- **Exercise brief**:
Please substitute "enclosing rectangle" for every "bounding box" in the items below, and keep everything else the same.

+++++

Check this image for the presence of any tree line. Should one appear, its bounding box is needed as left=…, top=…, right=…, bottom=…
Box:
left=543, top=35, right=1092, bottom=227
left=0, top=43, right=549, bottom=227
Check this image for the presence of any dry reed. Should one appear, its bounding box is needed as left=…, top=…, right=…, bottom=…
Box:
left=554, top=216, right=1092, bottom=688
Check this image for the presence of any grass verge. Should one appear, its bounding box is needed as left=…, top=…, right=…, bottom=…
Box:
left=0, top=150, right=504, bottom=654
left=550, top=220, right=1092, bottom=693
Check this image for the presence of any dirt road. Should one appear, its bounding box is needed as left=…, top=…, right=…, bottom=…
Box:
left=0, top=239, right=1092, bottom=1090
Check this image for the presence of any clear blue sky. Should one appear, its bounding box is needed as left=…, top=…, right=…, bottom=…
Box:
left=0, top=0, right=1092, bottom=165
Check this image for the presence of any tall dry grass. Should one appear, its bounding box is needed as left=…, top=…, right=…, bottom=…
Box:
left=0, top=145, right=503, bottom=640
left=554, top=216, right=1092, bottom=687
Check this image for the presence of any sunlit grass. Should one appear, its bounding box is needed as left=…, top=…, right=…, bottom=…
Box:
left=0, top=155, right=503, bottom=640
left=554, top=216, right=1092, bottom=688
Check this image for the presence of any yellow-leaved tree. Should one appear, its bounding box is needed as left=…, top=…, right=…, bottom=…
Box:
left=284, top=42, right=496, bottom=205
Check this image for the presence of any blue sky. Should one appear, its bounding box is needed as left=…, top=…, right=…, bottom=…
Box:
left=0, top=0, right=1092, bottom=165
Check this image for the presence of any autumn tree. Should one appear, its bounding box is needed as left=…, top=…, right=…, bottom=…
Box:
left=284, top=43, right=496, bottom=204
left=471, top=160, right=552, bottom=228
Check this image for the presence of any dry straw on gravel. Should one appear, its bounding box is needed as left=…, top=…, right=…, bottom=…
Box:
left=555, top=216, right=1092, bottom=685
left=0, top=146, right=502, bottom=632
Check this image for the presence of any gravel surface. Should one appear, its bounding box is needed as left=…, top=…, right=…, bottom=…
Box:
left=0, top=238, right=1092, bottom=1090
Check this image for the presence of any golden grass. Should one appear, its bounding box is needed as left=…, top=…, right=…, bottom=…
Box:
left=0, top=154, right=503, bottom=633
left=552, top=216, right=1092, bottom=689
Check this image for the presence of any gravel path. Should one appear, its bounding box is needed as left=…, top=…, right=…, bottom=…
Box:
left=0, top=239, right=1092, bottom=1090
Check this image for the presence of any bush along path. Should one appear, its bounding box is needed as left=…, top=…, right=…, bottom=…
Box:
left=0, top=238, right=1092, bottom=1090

+++++

- **Answer to this exercise**:
Check this image for the presence of any tree line. Should one appear, its enclosing rectangle is needed as left=…, top=…, right=…, bottom=…
Box:
left=543, top=35, right=1092, bottom=227
left=0, top=43, right=549, bottom=227
Check this image for the presence of any dry reed. Should one appear, its enclosing rectangle is needed as left=…, top=…, right=…, bottom=…
Box:
left=554, top=216, right=1092, bottom=688
Check this image for the presence of any grass verge. Should one appear, its enclosing rectangle is needed as left=…, top=…, right=…, bottom=…
Box:
left=0, top=150, right=504, bottom=654
left=550, top=220, right=1092, bottom=693
Check this image for the presence of any dirt road. Should one appear, its enclosing rectangle is needed as left=…, top=…, right=…, bottom=…
Box:
left=0, top=239, right=1092, bottom=1090
Check this image for the presence of any clear blue sky. Should one appear, its enclosing rectangle is needed as left=…, top=…, right=…, bottom=…
Box:
left=0, top=0, right=1092, bottom=165
Check this image for the presence of any tall dry grass. Should one appear, its enclosing rectangle is needed as left=…, top=…, right=…, bottom=…
Box:
left=0, top=145, right=503, bottom=640
left=554, top=216, right=1092, bottom=687
Check this image for the presence of any sunlit grass. Should one appear, its enclosing rectangle is needed as left=…, top=…, right=…, bottom=…
Box:
left=0, top=155, right=503, bottom=640
left=554, top=216, right=1092, bottom=688
Check this image for the presence of any yellow-leaved tree. Should one appear, its enclosing rectangle is needed as left=…, top=…, right=…, bottom=…
Box:
left=284, top=42, right=496, bottom=205
Check this image for the presence of any blue sky. Should one appear, its enclosing rectangle is needed as left=…, top=…, right=…, bottom=…
Box:
left=0, top=0, right=1092, bottom=165
Check this image for the presence of any autumn tree. Should one appear, its enclosing rectangle is needed as left=…, top=…, right=…, bottom=…
Box:
left=284, top=43, right=496, bottom=204
left=471, top=160, right=552, bottom=228
Check this image for the presence of any dry straw on gravel. Should one appear, its enclosing rectangle is needed as left=…, top=…, right=…, bottom=…
Box:
left=555, top=216, right=1092, bottom=685
left=0, top=146, right=502, bottom=632
Check this image for the presence of any gravel surface. Should one appear, its enclosing rectangle is needed as left=…, top=…, right=…, bottom=…
Box:
left=0, top=238, right=1092, bottom=1090
Check this image for the presence of any golden grass. Should one appear, its enclosing rectangle is needed as left=…, top=…, right=…, bottom=…
Box:
left=0, top=154, right=503, bottom=633
left=552, top=216, right=1092, bottom=689
Check this image for the presence of any gravel path. Should one appear, its enclosing rectangle is needed as left=…, top=…, right=…, bottom=…
Box:
left=0, top=239, right=1092, bottom=1090
Check this image for the presence of any bush along path. Should one appear, its enclosing rectangle is needed as left=…, top=…, right=…, bottom=…
Box:
left=0, top=238, right=1092, bottom=1090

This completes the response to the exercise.